Given request:
Rewrite every line of the data below, adding 16 to each number in the coordinate pairs and leaving all other lines unchanged. Leave the pictures out.

Coordinate annotation records
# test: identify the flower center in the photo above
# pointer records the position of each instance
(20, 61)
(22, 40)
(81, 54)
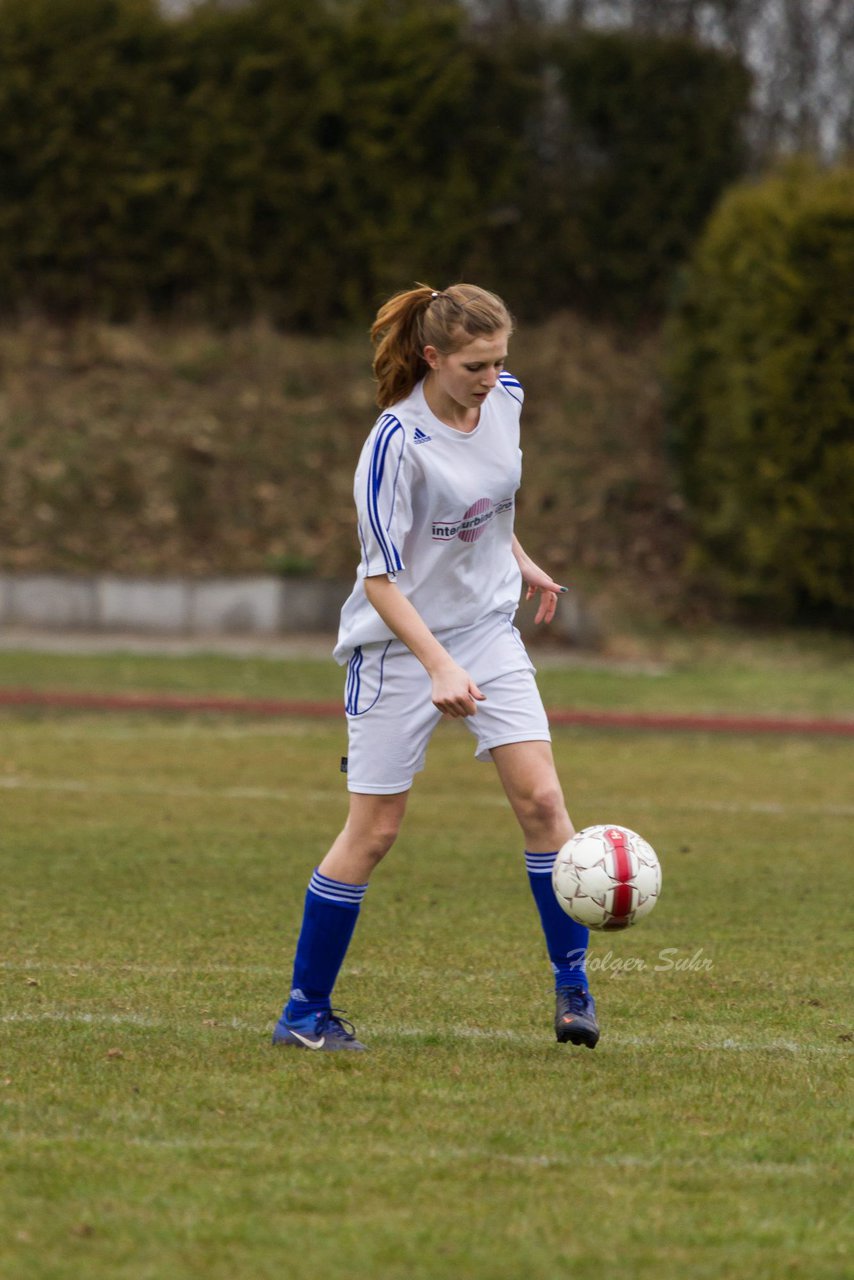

Exercise response:
# test: identify the flower center in the photo above
# pointer records the position of each instance
(36, 77)
(38, 56)
(97, 70)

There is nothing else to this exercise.